9.   Modify this script to use the printf() function to produce nicely formatted floating point numbers (hint:  try "man sprintf" and "man printf" or look it up online to learn about this wonderful function).

                  % percent.pl 50 150

                  25.00 %

                 
10.   Run this code. Is its output what you expect? Why?

                  for (my $i = 0; $i < 10; $i++) {

                      if ($i = 2) {

                                  print "\$i = $i\n";

                      }

                  }

                     
11.  Write a program named "pali.pl" to detect palindromes. It must be able to handle changes in case.

                  % pali.pl "Madam in Eden Im Adam"

                  yes!

                  % pali.pl gatcctag

                  yes!

                  % pali.pl "cold spring harbor laboratory"

                  no!

                 
12.        Modify the program to work even if there is extraneous punctuation:

                  % pali.pl "A man, a plan, a canal... Panama"

◆ **Activity A**
In the Perl exercises, what name is the palindrome-detecting program supposed to have?
◆ **Activity B**
Copy the Perl exercises word for word from "for (my $i = 0;" to "changes in case.".

◆ **Dataset entries**
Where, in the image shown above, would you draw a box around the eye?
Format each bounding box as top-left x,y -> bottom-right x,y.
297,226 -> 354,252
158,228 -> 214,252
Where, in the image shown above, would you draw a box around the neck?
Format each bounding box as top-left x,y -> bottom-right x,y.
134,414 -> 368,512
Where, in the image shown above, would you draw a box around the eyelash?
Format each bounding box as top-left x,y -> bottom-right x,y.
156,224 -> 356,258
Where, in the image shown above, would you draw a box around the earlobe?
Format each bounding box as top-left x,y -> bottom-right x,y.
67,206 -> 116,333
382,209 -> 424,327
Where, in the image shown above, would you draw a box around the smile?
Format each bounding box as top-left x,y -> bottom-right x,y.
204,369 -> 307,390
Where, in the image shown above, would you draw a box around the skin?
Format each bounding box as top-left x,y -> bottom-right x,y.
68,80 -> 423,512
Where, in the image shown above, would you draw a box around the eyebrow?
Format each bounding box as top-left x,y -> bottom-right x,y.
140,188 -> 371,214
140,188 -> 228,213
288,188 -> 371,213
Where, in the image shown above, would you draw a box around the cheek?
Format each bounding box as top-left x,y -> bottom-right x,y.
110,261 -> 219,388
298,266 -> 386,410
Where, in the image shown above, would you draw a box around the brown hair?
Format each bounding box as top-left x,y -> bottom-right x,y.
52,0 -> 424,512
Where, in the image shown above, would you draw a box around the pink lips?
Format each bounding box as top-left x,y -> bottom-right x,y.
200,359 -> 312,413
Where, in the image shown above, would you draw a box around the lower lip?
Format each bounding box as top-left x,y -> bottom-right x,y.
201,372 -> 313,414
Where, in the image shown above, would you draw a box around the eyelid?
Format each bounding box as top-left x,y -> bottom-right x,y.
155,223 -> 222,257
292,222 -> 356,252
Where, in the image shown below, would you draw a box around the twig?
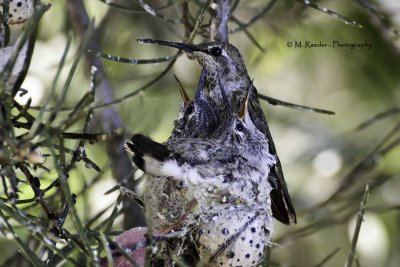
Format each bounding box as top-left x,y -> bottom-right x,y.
258,93 -> 335,115
314,248 -> 340,267
345,185 -> 369,267
229,0 -> 278,33
355,107 -> 400,131
210,0 -> 230,43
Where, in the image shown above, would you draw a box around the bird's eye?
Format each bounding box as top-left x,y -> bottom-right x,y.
210,46 -> 222,57
236,122 -> 244,132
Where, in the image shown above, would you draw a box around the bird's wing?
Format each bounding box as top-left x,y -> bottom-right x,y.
250,89 -> 297,224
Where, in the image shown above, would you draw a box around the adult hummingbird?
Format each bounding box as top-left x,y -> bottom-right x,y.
143,65 -> 220,232
169,67 -> 220,139
126,84 -> 276,266
138,38 -> 296,224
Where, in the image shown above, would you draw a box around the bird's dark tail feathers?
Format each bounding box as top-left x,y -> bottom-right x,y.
125,134 -> 170,172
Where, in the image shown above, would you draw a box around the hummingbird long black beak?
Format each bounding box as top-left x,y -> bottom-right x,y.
239,81 -> 253,120
137,38 -> 207,53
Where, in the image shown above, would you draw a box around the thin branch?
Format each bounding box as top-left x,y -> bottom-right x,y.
210,0 -> 230,43
345,185 -> 369,267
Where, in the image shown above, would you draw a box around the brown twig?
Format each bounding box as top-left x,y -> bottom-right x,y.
67,0 -> 144,228
210,0 -> 230,43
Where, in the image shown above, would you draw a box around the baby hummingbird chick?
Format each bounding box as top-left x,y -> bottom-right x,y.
126,84 -> 276,266
138,38 -> 296,224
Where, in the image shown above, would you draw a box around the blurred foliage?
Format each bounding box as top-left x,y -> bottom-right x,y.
0,0 -> 400,267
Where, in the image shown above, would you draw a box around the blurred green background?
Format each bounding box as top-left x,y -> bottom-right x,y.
0,0 -> 400,267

◆ **Written answer A**
pali.pl

◆ **Written answer B**
for (my $i = 0; $i < 10; $i++) {

                      if ($i = 2) {

                                  print "\$i = $i\n";

                      }

                  }

                     
11.  Write a program named "pali.pl" to detect palindromes. It must be able to handle changes in case.